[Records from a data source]

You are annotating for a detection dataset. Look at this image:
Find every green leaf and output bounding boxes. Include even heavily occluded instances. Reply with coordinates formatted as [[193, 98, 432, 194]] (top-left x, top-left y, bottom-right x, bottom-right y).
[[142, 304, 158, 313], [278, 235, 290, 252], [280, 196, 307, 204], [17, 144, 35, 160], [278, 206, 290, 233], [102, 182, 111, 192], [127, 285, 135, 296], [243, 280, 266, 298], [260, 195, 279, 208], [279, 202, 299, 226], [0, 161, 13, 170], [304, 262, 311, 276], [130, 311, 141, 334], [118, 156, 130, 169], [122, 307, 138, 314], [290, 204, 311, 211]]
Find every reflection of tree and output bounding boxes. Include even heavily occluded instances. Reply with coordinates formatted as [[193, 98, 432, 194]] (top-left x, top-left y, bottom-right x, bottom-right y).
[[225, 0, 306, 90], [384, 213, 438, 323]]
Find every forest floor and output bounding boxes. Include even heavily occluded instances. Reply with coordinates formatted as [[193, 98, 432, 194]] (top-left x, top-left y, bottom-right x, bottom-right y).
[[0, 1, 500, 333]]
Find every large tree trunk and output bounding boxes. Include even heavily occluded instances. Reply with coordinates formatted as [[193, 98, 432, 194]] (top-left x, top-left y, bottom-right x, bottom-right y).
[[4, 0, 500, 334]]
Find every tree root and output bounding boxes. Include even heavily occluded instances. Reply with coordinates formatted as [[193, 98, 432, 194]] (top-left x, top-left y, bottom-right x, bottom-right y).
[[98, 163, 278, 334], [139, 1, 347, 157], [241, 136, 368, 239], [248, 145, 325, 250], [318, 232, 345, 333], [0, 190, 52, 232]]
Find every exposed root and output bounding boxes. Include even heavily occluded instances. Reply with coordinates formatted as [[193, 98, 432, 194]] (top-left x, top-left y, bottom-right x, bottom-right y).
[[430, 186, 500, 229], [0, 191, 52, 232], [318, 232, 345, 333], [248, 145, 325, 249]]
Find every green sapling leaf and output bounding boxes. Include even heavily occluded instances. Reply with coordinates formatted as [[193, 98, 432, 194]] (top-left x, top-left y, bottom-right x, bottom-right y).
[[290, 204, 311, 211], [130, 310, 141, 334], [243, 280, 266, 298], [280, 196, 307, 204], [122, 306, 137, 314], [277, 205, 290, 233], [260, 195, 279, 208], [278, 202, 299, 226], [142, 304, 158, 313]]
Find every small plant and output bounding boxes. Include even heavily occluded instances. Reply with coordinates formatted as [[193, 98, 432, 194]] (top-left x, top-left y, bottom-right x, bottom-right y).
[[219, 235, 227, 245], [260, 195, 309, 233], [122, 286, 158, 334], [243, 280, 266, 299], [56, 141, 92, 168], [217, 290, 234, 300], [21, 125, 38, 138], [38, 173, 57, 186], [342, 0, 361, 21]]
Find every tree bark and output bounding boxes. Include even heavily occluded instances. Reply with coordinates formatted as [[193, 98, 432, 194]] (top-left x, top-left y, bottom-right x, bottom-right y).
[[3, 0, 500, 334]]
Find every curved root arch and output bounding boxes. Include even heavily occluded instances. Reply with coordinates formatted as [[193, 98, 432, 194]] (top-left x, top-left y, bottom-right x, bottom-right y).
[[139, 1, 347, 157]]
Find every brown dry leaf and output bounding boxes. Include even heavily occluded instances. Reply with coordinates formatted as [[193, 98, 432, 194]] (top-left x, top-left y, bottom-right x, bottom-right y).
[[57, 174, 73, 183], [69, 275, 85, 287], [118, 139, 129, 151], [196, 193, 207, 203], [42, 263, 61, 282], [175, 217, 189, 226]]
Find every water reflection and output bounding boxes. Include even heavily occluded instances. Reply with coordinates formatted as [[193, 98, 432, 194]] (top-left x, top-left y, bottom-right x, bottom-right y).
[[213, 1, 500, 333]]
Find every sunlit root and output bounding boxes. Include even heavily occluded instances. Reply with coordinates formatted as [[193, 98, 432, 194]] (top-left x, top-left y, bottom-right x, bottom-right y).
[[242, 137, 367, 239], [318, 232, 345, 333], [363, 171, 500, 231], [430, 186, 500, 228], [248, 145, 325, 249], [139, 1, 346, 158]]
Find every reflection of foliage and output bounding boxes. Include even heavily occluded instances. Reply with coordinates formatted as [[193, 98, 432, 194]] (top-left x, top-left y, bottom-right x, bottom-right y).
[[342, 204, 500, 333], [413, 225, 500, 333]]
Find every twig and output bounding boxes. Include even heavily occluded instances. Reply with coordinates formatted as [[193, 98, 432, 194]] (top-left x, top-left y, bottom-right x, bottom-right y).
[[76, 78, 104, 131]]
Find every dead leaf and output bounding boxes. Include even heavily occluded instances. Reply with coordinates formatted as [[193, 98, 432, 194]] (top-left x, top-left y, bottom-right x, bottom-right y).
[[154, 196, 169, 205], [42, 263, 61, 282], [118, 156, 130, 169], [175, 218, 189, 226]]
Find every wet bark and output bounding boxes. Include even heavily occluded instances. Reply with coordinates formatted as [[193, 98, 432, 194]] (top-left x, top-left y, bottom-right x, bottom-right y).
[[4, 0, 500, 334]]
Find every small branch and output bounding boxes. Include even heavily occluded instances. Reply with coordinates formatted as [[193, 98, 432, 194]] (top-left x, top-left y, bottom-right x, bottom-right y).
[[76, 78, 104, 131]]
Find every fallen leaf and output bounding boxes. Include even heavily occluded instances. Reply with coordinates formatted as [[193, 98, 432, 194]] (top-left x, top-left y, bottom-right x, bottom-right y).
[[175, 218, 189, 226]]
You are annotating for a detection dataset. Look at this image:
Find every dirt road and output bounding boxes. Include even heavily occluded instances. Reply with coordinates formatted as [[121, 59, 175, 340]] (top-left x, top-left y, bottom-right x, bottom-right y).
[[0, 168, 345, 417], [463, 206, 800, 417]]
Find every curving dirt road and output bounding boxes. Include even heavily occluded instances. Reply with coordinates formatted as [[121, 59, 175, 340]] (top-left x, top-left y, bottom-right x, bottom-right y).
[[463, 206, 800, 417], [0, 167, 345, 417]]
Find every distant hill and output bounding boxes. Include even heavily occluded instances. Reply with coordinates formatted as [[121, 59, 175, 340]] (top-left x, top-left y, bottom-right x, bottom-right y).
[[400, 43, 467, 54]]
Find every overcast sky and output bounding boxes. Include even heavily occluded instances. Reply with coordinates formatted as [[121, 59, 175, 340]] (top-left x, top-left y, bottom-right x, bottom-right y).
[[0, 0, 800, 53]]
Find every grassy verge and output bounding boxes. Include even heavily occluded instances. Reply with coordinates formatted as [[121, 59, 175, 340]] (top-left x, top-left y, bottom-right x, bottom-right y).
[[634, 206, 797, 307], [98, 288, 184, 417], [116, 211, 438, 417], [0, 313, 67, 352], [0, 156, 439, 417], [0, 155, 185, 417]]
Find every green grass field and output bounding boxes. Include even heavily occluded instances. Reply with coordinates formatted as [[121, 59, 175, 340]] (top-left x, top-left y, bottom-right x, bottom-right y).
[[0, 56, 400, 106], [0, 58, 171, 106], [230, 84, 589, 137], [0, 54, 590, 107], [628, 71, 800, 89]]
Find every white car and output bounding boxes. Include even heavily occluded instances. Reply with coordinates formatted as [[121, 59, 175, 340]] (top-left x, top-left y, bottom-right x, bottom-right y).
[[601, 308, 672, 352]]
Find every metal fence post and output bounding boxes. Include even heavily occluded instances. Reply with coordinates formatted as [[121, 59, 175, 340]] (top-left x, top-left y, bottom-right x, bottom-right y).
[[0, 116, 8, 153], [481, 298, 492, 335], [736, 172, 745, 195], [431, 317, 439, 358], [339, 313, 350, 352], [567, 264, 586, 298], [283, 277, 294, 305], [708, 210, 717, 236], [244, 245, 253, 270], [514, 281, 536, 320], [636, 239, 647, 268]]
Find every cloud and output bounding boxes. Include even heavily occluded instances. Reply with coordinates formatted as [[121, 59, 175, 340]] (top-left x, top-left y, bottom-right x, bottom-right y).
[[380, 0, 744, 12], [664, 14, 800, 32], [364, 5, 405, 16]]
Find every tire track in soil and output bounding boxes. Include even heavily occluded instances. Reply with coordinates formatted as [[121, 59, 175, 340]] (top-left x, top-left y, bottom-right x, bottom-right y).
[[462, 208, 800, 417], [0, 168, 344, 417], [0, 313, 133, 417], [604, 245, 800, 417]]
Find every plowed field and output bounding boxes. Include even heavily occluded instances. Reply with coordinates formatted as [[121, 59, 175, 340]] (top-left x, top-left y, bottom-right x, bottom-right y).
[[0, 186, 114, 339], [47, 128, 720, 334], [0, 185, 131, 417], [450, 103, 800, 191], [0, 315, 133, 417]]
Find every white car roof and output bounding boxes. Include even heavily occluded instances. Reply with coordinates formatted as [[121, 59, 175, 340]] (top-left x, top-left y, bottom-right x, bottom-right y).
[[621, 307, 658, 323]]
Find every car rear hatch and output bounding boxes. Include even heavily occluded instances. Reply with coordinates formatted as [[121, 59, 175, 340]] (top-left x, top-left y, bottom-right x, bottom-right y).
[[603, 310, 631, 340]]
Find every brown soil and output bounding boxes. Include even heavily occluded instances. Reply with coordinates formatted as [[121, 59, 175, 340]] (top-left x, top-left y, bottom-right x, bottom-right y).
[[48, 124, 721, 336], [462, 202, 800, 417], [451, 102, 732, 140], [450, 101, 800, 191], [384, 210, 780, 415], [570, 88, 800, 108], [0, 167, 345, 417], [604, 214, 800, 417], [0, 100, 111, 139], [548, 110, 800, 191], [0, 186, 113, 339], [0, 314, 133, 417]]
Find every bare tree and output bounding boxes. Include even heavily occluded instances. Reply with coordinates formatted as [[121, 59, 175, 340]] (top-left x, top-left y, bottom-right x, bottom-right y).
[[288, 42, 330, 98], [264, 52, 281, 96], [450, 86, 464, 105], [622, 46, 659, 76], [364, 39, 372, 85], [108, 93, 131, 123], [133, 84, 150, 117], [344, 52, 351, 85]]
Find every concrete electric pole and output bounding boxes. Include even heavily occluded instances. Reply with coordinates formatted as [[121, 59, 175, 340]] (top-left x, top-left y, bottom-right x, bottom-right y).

■ **What to work on**
Copy out the listing word for word, from the line that contains "Find every grassy" through the line that contains "245, 800, 417]]", including both of those lines.

■ **Correct answer**
Find every grassy verge and output bounding boxes. Include even heavily occluded instances. Reply with coordinates formatted as [[121, 59, 175, 340]] (top-left x, top-left y, bottom-right x, bottom-right y).
[[634, 206, 797, 307], [98, 288, 184, 417], [116, 211, 438, 417], [0, 313, 67, 352], [0, 156, 439, 417], [0, 155, 185, 417]]
Find every green grass field and output bounding boxes. Include even heavily occluded instances. Reply with coordinates formatted as [[121, 59, 175, 340]] (top-left x, top-left y, bottom-right x, bottom-right y).
[[0, 56, 400, 106], [0, 58, 171, 106], [230, 84, 589, 137], [0, 54, 590, 107], [628, 71, 800, 89]]
Find every white car and output bounding boxes. Include even heavily occluded instances. Reply with coordinates formatted as [[121, 59, 175, 340]] (top-left x, top-left y, bottom-right x, bottom-right y).
[[601, 308, 672, 352]]
Find every metal fence post and output bounding boxes. Include even heavily occluded instances. Reply with coordinates formatted as [[121, 59, 175, 340]] (top-left x, top-left y, bottom-right x, bottom-right y).
[[0, 116, 8, 153], [481, 298, 492, 335], [736, 172, 745, 195], [431, 317, 439, 358], [339, 313, 350, 352], [567, 264, 586, 298], [283, 277, 294, 305], [708, 210, 717, 236], [244, 245, 253, 270], [514, 281, 536, 320], [636, 239, 647, 268]]
Find every cloud and output bounding boxes. Include even heavily occluded instances. Reply with coordinates formatted as [[121, 59, 175, 340]] (top-left x, top-left y, bottom-right x, bottom-right y).
[[380, 0, 744, 12], [664, 14, 800, 32], [364, 5, 405, 16]]
Find every tire track in soil and output bounding boxes. Include even heavily occluded instances. Reply with coordinates formatted as [[121, 59, 175, 340]] (top-left x, top-left y, bottom-right x, bottom-right y).
[[462, 208, 800, 417], [0, 168, 344, 417], [0, 313, 133, 417], [604, 245, 800, 417]]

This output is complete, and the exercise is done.